### THE TASK
Pick out each line in the material that contains the word "bare".

### LISTED RECORDS

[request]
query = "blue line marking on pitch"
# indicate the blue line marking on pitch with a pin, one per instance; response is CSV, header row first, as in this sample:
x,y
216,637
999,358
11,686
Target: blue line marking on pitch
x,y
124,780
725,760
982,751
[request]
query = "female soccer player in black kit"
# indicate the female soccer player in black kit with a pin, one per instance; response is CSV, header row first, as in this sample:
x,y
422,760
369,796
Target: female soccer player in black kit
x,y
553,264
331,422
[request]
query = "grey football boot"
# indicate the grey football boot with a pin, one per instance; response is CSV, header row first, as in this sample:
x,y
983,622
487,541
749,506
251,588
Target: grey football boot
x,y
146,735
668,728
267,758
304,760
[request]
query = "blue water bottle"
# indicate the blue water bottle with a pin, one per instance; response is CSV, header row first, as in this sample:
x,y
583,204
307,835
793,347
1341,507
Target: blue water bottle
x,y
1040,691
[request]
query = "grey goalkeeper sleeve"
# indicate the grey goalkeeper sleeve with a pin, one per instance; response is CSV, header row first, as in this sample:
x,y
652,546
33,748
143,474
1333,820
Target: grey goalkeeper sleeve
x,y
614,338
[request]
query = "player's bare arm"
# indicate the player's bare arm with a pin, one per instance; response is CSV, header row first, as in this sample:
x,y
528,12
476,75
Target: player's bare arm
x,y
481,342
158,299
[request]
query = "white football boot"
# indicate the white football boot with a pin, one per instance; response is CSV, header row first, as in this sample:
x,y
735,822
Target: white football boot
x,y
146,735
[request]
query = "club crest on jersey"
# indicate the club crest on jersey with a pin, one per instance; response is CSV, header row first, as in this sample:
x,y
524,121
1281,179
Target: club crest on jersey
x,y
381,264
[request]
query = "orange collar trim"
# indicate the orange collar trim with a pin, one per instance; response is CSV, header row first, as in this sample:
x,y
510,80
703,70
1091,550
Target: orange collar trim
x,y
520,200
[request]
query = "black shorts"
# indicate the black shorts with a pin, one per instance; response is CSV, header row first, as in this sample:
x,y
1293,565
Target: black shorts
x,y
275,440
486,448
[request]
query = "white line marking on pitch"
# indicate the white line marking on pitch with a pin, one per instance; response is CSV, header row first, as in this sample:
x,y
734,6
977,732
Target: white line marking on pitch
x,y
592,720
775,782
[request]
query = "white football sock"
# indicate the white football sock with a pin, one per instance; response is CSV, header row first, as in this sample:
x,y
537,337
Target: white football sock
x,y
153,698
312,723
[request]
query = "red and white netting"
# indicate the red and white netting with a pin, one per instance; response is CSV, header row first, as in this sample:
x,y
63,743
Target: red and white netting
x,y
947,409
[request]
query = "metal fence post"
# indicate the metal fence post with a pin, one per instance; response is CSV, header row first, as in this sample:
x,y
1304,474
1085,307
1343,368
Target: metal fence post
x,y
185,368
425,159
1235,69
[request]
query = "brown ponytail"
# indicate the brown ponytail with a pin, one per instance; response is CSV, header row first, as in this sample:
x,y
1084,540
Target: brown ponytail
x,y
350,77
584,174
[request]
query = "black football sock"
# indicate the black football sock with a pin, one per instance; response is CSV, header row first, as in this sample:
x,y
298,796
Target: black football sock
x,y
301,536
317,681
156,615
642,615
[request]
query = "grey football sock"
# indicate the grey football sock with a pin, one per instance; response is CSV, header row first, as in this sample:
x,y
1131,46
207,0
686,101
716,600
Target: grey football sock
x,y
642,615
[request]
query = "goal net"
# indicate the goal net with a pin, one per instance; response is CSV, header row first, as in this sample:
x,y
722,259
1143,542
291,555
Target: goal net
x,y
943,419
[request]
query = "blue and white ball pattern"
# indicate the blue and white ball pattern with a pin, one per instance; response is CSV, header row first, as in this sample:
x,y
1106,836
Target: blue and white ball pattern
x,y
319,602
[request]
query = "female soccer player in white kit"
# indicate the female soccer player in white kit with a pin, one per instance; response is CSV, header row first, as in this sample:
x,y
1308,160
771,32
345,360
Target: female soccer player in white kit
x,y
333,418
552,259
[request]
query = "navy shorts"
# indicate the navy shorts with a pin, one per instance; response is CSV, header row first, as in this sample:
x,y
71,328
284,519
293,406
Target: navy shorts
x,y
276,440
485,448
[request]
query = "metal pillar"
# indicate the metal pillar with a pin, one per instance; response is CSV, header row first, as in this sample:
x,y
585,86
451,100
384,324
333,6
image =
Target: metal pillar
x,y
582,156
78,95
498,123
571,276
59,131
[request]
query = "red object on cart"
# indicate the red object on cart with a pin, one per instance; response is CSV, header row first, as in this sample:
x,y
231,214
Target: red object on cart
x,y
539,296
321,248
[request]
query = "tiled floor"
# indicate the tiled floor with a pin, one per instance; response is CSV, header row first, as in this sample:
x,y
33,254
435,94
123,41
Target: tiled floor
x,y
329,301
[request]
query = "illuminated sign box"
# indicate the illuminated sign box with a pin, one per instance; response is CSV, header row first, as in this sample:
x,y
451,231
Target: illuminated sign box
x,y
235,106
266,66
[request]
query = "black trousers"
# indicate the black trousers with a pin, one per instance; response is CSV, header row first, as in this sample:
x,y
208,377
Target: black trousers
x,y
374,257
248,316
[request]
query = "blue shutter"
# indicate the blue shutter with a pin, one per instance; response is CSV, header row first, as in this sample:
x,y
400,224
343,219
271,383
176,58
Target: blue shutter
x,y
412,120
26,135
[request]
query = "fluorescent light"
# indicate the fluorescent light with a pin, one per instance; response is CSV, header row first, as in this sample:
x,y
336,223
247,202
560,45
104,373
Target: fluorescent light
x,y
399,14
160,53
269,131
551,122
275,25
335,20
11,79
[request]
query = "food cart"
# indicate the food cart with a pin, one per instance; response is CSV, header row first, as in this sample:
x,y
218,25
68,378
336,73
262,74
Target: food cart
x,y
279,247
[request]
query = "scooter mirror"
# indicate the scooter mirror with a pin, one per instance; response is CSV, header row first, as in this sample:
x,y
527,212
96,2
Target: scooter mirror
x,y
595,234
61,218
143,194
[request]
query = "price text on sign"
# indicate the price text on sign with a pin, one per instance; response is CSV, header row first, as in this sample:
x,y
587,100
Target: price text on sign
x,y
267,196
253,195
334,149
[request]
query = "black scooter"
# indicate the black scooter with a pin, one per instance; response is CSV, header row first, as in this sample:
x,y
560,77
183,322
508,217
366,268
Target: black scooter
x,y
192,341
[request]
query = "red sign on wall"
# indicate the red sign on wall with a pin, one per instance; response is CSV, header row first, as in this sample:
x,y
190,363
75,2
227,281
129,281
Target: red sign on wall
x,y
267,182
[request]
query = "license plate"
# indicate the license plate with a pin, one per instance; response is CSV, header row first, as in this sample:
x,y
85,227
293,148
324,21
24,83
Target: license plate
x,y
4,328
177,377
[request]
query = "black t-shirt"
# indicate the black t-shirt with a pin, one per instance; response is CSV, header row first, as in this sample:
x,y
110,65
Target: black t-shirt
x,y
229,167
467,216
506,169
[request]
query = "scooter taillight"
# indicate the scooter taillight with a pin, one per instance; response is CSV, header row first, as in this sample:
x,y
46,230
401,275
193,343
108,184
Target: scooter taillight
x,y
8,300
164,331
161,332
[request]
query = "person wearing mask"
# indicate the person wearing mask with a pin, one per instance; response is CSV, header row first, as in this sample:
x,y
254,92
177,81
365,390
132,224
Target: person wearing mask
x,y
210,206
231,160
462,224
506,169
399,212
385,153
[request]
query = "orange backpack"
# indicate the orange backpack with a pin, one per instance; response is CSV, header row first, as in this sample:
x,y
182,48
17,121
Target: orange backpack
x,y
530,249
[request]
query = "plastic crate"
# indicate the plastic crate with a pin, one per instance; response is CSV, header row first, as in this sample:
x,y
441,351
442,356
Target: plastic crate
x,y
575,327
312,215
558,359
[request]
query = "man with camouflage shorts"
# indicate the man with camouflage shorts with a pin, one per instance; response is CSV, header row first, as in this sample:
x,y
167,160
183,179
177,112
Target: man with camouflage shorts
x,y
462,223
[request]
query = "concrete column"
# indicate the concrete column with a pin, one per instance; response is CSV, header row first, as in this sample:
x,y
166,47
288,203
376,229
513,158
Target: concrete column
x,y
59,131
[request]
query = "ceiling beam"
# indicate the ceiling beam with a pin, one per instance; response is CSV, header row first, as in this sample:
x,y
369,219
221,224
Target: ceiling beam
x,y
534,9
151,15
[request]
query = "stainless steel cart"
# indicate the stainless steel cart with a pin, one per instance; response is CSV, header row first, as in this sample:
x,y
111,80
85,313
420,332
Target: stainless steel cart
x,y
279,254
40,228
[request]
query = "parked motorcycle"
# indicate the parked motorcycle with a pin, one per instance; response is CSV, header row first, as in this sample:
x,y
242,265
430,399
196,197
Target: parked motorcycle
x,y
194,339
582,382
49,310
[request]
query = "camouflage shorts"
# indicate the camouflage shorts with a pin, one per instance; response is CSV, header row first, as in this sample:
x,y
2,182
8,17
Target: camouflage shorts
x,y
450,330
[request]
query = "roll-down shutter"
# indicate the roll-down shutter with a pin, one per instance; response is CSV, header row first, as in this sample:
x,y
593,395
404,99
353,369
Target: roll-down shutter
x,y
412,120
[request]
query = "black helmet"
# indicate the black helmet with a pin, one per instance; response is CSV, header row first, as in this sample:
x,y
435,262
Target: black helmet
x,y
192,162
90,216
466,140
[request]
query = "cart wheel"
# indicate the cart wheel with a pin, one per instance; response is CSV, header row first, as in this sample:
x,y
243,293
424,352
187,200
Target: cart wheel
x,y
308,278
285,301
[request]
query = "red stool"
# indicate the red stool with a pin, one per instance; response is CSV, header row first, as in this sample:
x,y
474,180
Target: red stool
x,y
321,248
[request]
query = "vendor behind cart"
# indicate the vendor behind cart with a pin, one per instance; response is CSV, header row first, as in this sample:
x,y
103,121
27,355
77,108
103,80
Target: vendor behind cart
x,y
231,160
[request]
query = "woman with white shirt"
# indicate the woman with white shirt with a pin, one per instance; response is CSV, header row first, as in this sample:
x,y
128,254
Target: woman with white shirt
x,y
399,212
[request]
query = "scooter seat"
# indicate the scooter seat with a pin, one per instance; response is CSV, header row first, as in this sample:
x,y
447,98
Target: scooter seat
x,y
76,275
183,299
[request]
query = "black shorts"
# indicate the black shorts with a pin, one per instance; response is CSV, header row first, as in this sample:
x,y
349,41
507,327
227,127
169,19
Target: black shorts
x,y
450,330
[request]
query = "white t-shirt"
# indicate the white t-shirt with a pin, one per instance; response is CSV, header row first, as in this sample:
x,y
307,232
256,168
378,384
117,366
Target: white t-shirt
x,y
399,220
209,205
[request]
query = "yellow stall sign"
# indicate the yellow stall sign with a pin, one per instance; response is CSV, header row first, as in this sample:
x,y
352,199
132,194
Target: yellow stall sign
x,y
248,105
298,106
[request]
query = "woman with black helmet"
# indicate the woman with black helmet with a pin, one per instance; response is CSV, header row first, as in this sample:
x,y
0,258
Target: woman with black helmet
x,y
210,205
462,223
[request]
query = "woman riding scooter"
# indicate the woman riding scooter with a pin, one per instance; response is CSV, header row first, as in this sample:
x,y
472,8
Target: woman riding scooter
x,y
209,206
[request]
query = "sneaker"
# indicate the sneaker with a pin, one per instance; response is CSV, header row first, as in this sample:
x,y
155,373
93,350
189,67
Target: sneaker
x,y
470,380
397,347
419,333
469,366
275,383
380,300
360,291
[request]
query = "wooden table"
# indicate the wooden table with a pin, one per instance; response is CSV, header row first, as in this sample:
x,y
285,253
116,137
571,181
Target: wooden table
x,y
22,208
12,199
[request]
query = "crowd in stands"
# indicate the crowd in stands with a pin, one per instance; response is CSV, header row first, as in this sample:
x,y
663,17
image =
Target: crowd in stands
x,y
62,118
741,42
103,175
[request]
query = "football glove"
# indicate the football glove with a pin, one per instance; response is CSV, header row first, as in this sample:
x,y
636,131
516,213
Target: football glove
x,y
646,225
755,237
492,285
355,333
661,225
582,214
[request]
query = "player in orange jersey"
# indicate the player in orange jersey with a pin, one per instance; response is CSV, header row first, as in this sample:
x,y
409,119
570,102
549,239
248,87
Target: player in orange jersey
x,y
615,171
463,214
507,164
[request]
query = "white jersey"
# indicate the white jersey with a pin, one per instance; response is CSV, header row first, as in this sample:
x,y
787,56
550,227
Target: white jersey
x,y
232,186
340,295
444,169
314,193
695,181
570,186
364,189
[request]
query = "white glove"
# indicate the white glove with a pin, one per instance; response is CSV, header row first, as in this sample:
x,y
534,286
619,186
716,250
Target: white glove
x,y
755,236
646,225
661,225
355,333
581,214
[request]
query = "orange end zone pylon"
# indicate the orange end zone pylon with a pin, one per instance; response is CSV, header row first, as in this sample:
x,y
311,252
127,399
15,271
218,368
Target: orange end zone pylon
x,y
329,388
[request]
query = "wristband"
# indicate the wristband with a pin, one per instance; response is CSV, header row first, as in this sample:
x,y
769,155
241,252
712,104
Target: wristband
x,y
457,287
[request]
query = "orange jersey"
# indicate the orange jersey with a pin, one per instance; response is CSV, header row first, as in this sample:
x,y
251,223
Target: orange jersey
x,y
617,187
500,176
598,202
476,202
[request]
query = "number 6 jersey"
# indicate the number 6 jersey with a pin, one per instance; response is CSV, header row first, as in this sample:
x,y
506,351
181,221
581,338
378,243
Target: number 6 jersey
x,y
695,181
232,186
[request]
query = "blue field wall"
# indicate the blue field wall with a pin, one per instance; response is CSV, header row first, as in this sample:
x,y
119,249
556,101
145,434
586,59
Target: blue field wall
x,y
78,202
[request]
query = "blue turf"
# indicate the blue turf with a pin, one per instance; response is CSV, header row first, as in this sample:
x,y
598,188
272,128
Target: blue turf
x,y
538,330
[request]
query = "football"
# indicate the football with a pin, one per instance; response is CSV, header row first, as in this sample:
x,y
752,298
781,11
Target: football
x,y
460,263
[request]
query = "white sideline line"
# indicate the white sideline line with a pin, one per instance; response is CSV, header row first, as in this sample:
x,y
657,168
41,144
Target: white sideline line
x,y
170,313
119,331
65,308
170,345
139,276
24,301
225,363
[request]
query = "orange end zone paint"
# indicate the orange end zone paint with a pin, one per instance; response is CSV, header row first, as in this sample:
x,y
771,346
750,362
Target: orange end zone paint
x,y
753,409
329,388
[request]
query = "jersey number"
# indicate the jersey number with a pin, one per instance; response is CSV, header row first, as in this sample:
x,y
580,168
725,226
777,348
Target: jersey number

### CORRECT ANSWER
query = "player's bare arm"
# indicate the player's bare arm with a pin, one per instance; response is CSV, header row first, as in this sample:
Target: player's bare arm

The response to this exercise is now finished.